- **EXERCISE OBJECTIVE**: When you have gone through the records, report how many lines include "tower", giving the number and nothing more.

[Items from a data source]
════════════════════

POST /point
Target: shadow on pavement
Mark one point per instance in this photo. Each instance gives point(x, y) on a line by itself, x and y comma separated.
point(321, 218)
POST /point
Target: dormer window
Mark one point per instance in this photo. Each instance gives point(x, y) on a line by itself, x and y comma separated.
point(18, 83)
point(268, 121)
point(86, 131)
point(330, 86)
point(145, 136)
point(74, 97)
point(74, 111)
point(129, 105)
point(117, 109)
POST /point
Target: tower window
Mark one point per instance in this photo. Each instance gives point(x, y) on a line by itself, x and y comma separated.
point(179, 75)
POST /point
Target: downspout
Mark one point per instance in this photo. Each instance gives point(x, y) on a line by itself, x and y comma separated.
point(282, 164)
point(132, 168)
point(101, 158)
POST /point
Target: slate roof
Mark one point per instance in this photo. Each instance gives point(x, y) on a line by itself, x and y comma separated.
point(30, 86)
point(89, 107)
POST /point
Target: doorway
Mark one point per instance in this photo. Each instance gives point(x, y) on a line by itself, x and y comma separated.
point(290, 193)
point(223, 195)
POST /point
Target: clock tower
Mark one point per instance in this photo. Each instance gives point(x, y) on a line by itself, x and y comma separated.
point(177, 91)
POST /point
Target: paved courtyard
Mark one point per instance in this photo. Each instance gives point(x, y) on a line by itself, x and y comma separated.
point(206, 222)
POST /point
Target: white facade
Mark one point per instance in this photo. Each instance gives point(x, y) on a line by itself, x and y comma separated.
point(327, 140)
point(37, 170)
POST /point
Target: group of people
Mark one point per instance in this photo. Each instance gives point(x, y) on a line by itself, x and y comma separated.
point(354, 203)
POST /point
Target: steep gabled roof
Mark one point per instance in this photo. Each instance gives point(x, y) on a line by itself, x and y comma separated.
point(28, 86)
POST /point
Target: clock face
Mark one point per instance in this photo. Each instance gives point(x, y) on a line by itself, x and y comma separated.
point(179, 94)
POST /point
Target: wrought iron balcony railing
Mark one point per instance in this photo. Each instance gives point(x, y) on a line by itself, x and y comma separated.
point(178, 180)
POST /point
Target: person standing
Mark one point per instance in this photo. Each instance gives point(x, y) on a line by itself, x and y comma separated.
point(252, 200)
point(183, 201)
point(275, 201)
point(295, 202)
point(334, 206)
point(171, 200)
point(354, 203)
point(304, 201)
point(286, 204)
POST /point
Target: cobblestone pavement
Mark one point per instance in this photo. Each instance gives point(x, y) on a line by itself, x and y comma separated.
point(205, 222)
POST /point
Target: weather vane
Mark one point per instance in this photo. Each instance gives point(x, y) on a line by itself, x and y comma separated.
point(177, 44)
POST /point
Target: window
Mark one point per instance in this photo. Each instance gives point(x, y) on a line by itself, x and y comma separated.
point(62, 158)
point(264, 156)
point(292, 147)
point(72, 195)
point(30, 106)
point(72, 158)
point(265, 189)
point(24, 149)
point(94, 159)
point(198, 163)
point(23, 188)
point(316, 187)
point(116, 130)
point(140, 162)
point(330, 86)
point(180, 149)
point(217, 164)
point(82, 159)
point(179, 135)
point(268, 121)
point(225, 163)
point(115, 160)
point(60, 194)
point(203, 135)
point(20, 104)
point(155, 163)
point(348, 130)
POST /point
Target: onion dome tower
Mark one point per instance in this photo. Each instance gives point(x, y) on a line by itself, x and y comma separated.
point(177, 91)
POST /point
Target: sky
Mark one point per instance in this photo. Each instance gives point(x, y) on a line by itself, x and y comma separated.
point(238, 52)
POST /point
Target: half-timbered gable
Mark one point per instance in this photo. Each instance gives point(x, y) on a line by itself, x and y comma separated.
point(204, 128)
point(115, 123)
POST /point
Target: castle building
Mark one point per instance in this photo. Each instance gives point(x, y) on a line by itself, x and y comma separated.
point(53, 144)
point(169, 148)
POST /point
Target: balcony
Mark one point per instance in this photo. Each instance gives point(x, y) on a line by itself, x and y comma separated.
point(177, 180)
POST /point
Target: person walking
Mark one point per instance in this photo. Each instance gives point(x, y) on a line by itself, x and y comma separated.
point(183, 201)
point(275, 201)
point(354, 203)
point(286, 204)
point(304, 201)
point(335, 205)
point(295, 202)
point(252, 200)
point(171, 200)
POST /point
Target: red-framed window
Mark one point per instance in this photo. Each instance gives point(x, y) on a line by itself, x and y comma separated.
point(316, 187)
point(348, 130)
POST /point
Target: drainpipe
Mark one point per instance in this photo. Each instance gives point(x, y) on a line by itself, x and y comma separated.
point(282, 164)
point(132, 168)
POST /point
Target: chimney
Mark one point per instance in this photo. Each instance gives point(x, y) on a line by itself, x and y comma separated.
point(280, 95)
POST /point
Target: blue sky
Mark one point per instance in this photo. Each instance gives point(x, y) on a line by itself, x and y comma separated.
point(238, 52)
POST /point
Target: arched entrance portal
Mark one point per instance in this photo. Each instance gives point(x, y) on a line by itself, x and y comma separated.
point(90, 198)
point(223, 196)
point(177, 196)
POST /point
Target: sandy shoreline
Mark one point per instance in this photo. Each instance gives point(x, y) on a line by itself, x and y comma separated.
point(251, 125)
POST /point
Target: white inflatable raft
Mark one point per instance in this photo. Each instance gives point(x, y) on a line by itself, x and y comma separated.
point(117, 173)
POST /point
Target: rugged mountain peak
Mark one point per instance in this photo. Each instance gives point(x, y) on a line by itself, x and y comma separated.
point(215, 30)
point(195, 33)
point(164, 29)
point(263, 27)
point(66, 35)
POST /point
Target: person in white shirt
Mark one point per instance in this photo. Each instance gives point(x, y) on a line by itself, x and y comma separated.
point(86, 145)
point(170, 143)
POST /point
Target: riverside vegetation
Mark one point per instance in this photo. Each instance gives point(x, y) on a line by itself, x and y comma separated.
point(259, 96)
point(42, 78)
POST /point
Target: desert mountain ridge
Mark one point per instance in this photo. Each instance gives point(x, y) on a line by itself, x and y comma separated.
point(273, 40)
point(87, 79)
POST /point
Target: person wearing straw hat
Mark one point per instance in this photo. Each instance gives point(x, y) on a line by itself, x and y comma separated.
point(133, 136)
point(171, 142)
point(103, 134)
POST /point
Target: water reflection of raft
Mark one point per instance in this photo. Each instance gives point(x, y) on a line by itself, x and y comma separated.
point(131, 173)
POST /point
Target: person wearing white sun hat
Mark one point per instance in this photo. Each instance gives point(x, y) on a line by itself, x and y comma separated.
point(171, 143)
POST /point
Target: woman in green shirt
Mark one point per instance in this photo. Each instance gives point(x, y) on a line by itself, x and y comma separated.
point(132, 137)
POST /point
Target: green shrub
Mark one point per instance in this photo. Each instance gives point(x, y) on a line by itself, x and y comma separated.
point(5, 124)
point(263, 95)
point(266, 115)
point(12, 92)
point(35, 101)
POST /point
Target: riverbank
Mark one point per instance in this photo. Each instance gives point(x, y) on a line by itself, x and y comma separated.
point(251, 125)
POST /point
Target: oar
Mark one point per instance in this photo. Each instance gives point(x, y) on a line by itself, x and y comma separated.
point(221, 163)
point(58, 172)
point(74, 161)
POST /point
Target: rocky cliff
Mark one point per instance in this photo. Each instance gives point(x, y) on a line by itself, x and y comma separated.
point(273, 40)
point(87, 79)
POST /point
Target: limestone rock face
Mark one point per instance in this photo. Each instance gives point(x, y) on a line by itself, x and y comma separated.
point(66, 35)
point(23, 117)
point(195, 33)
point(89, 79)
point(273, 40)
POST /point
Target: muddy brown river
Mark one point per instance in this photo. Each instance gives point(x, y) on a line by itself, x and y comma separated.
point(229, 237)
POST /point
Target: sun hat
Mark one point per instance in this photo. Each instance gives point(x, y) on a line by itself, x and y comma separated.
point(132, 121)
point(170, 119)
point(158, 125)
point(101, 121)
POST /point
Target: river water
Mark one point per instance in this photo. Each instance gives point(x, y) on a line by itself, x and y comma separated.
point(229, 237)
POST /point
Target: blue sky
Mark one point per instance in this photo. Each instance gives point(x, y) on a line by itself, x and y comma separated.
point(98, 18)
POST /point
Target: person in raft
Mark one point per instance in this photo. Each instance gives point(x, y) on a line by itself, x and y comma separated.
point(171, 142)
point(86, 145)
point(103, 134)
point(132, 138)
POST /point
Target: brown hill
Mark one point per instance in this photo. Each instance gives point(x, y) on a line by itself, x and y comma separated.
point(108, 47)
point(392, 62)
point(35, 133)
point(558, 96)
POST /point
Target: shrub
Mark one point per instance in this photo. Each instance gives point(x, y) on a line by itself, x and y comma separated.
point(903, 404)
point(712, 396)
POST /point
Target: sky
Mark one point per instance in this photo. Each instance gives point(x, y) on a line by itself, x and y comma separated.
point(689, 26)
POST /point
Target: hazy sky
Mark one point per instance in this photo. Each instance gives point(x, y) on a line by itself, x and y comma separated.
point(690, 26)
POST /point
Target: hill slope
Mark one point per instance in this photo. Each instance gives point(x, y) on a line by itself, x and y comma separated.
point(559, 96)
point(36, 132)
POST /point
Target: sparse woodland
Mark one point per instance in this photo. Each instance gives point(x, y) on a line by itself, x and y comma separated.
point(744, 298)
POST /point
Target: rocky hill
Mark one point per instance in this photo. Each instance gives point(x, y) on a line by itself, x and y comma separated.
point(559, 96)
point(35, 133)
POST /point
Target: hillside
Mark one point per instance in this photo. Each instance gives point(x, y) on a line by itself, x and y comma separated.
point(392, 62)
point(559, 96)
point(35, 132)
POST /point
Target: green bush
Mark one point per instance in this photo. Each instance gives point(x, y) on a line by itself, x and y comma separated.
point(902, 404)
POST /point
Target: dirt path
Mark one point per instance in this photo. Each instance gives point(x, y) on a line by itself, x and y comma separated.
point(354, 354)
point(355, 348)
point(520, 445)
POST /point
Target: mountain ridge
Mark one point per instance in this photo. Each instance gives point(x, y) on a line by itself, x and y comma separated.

════════════════════

- **RESPONSE**: 3